Source text below:
Wednesday, September 7, 2011

Three Dimensional Story (and Characters)

All too often we have felt "that character was so one-dimensional" without being able to go into detail as to why.

We just knew.

Well, here's why:

We all carry within us a strong desire to become involved in another person's life, whether it be a real person or a fictional character. When we relate to those around us, we connect at different levels. The same is true when we read a book or watch a movie. We try to make a connection with the characters on the page or on the screen. So it is important as writers to create someone that the audience can connect with.

Dimension One: Physical 

When I order my weekly burger at the local fast food establishment, I relate only physically with the person taking my order. I make no further connection with them and to me they are a one-dimensional character, the fast food employee. We still see a lot of these characters in movies, TV and books. They are the "stereotypes" that writing teachers tell us to avoid. Despite the constant warnings, they are easily identifiable by the audience so the writer too often succumbs to using "characters" in their stories instead of "people".

Dimension Two: Emotional

I relate with my co-workers at a deeper level. Not only do I interact with them physically but I also expand that interaction into the emotional realm. I like them. They go beyond just being my co-workers; they have names and personalities. But when they leave for another job we no longer interact and they are often replaced with new co-workers. The relationship with the co-worker was clearly not one-dimensional, but it still lacked that something extra that made it easy to move on when they left.

Dimension Three: Spiritual

I am not talking religion here. Not only do I relate with my spouse on a physical and emotional level, there is also that "she is my soul mate" thing that pushes our relationship into the spiritual realm. It is here that the deepest connections between people are made. It is at this level that your story needs to operate.
When your "characters" come in contact with one another (Physical), begin to recognize their individuality and like or hate each other (Emotional) and realize they are destined to be connected (Spiritual) they become "people" in the minds of the audience. And the audience can identify and connect with people.
Writing in all three dimensions does not "show" your audience who the characters are, it let's them "know" who the characters are.

And when the audience identifies with your characters, they can easily boo the villain and cheer the hero, because the audience now has a vested interest in the outcome of the situation (the plot).

Here is a quick example:

One dimensional:

A man strides into the fast food joint and points his gun at the employee at the register, "Give me all the money."

Let me ask you the following questions:
  • Are you upset that he pulled a gun on the employee?  Why?
  • Do you hope he gets the money?  Why?
  • Do you care about the outcome?
End of Source text.
[Set of tasks]
1. In the post on three-dimensional characters, what name does the author give the third dimension?
2. According to the post on three-dimensional characters, why do writers so often use stereotypes despite the warnings against them?
3. Write the next part of the post on three-dimensional characters, picking up after its final line.
These entries have nothing to do with the post on three-dimensional characters.
Dataset extract below:
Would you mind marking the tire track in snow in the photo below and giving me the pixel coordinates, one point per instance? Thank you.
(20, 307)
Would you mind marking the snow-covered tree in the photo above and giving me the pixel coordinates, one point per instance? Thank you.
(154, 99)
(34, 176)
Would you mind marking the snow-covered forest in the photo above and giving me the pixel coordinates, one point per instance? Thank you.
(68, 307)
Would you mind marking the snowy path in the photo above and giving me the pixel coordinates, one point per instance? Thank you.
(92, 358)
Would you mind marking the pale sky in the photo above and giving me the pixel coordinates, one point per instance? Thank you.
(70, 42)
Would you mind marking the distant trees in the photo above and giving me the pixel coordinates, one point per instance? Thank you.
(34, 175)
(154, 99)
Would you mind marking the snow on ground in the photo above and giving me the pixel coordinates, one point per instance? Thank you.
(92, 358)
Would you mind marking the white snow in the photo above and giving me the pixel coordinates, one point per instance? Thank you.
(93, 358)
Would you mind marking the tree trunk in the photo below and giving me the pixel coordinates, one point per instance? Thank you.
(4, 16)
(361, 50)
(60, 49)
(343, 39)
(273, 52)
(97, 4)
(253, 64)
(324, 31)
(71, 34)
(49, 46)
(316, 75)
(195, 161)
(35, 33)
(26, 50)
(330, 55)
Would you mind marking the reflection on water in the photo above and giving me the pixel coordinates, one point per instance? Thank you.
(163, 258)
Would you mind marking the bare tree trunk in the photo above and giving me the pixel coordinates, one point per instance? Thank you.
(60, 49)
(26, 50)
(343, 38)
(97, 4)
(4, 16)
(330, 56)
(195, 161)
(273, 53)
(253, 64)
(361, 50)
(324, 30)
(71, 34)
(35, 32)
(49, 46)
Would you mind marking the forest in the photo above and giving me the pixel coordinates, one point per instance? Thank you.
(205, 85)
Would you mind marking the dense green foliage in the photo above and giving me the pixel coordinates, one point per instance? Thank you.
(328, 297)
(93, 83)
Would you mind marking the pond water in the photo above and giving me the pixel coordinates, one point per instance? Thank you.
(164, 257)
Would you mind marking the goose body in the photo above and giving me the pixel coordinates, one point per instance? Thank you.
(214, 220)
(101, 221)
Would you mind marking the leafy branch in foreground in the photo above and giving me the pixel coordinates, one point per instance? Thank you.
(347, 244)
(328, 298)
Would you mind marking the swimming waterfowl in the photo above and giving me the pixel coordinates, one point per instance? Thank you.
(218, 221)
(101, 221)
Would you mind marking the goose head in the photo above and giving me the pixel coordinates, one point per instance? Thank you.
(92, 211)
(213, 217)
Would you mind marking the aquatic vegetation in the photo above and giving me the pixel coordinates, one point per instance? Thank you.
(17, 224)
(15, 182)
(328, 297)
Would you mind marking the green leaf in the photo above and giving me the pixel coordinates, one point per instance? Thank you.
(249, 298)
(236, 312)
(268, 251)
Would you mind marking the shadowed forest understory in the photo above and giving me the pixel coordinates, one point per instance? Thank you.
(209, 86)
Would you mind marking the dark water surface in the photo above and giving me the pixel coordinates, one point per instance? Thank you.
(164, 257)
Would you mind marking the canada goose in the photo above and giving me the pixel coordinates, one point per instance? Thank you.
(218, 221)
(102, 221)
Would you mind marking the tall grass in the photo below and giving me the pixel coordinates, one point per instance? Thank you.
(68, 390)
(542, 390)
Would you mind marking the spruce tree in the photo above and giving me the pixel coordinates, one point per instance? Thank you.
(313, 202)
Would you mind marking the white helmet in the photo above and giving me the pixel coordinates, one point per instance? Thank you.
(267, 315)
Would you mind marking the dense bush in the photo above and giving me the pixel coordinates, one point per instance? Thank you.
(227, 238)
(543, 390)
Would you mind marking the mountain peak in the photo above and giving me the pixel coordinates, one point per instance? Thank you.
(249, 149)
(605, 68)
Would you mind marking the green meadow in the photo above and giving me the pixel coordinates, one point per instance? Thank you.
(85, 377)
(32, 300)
End of Dataset extract.
[Your responses]
1. Spiritual.

2. Stereotypes are easily identifiable by the audience, so writers too often give in and use "characters" in their stories instead of "people."

3.
Three dimensional:

Robert glanced at the tattered picture in his hand. It showed a happier time before the accident that took the life of his mother. Now, four months later, his sister would join her unless she received an experimental surgery that the insurance company was unwilling to pay for. The nickel-plated revolver felt overly heavy in his pocket as he tugged on the door handle to the isolated Burger Hut on the lonely stretch of highway. A quick glance revealed the only customers were a man and his little boy laughing as they shared a basket of curly fries. They would pose no threat. Robert had no idea, as he clicked back the cocking lever with his thumb and pointed his deadly revolver at the woman behind the counter, he was threatening the wife and mother of the only other people in the restaurant. He fixed his stare on the woman's eyes while she fixed her stare on the revolver. "Give me all the money."

Let me ask you the same questions again:
  • Are you upset that he pulled a gun on the employee?  Why?
  • Do you hope he gets the money?  Why?
  • Do you care about the outcome?
I would wager that you had a stronger reaction to the second telling of the story. There were living breathing people behind the cardboard characters of "armed robber" and "cashier". You might also have observed that I incorporated the Character Trinity model I talked about in a previous post. The Hero, Villain and Companion are all connected, even in this tiny snippet of a story.


  1. A writer friend of mine who's won the won the Governor's General award once told me that if you don't have the room or time to make a character three dimensional, characterize them with a flaw. For instance, if it's a woman, perhaps she walks around with her shirt tucked into her panties. or if it's a man, he walks with a brace on his left knee....

  2. Thanks Vin for the tip to quickly add dimension to a character. Why is she so rushed that she doesn't check (or care) how she looks? How did that guy get a leg brace (depth via history)? These questions, asked internally by the reader, add an extra dimension to the character since there is a history that predates the story being told.